___ Task data
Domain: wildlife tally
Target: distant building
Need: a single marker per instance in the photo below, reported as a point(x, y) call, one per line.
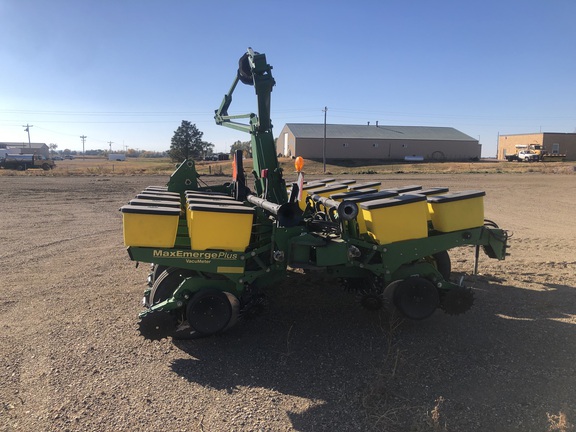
point(553, 143)
point(40, 149)
point(376, 142)
point(119, 157)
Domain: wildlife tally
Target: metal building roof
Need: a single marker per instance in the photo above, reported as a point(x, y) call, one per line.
point(432, 133)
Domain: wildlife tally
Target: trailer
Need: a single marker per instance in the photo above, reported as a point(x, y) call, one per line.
point(214, 251)
point(118, 157)
point(22, 162)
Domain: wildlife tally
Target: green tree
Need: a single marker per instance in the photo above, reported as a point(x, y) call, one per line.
point(245, 146)
point(187, 143)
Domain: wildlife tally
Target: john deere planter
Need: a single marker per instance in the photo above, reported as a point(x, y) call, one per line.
point(215, 250)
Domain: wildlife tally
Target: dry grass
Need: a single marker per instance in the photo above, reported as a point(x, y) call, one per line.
point(559, 422)
point(93, 166)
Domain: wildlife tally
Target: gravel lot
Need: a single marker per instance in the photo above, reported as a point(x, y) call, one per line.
point(73, 358)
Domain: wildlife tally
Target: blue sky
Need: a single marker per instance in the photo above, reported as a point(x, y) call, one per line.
point(129, 71)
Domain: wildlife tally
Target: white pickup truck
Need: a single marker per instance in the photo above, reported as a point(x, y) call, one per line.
point(528, 156)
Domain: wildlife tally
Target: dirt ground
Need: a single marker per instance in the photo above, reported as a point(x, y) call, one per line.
point(73, 358)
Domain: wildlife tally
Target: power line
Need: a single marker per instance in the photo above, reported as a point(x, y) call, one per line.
point(83, 138)
point(28, 130)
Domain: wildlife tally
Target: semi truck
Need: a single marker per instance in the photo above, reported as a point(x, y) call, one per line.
point(532, 153)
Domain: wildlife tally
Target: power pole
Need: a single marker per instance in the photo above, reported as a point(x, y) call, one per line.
point(324, 143)
point(83, 138)
point(28, 130)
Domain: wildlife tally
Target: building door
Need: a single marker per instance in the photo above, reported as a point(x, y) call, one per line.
point(286, 149)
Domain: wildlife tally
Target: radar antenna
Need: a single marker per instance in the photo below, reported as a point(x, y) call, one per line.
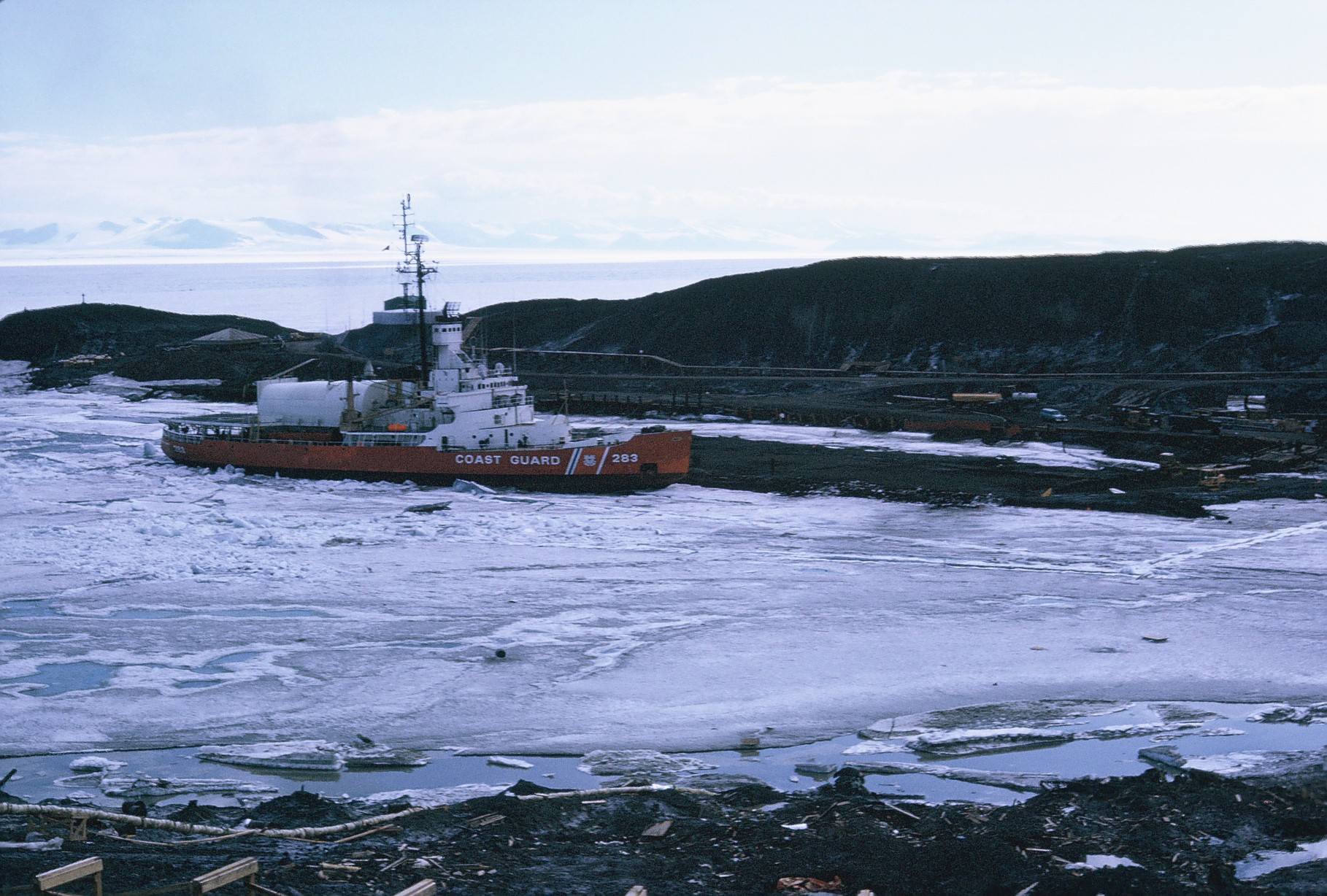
______
## Exercise
Rename "wildlife tally" to "site survey" wherever it occurs in the items above, and write out all of the items again with nothing else altered. Leave the pictures out.

## Problem solution
Domain: site survey
Target: distant building
Need: a single marker per instance in the photo below, reported as a point(x, y) call, one per line.
point(553, 143)
point(40, 149)
point(376, 142)
point(119, 157)
Domain: site survey
Target: metal building roof
Need: a single marker per instance in the photo above, reported as a point(x, y) call, one per line.
point(432, 133)
Domain: site survey
Target: trailer
Need: a single marker per instance in the photo above, reported as a point(x, y) call, one per line.
point(214, 251)
point(118, 157)
point(22, 162)
Domain: site survey
Target: green tree
Need: a single marker per instance in the photo above, reported as a point(x, y) call, one per line.
point(245, 146)
point(187, 143)
Domain: site survey
Target: john deere planter
Need: a single marker per instance in the photo above, reported as a point(x, y) call, one per line.
point(215, 250)
Domain: site survey
Target: dry grass
Need: a single marker per instance in the photo above, reported as a point(x, y) call, one per line.
point(559, 422)
point(93, 166)
Domain: site survey
Target: gravel lot
Need: a single marker per instance in the photo above, reported as a point(x, y) call, one per line.
point(73, 358)
Domain: site survey
Target: blue sky
Need: a single marker per instance in the photo above, reported as a point(x, y) call, one per line.
point(129, 71)
Domain: site survey
Target: white pickup truck
Need: a single marker per instance in the photo above, reported as a point(x, y) call, one per line.
point(528, 156)
Domain: site survey
Target: dirt ground
Need: a single marker per instance in the photo above, reported as a point(x, y) call, one per line.
point(73, 358)
Domain: site survey
Target: power line
Need: a single marker per instance in the photo above, reported as a point(x, y) call, one per line.
point(83, 138)
point(28, 130)
Domain: site survey
Target: semi truck
Need: a single marker per instance in the photo above, reported as a point(x, y) call, one per line.
point(532, 153)
Domain: site survey
Target: power pole
Need: a single marker per instance in the photo above, reported as a point(x, y) call, one per line.
point(324, 143)
point(83, 138)
point(28, 130)
Domain: site survey
Target: building door
Need: a single marker per instance in the photo above, reported as a point(x, y) call, one per line.
point(286, 149)
Domain: site survey
Target: radar antenna
Need: a single marker per instance in the photo below, reported as a point(x, y) call, one per line.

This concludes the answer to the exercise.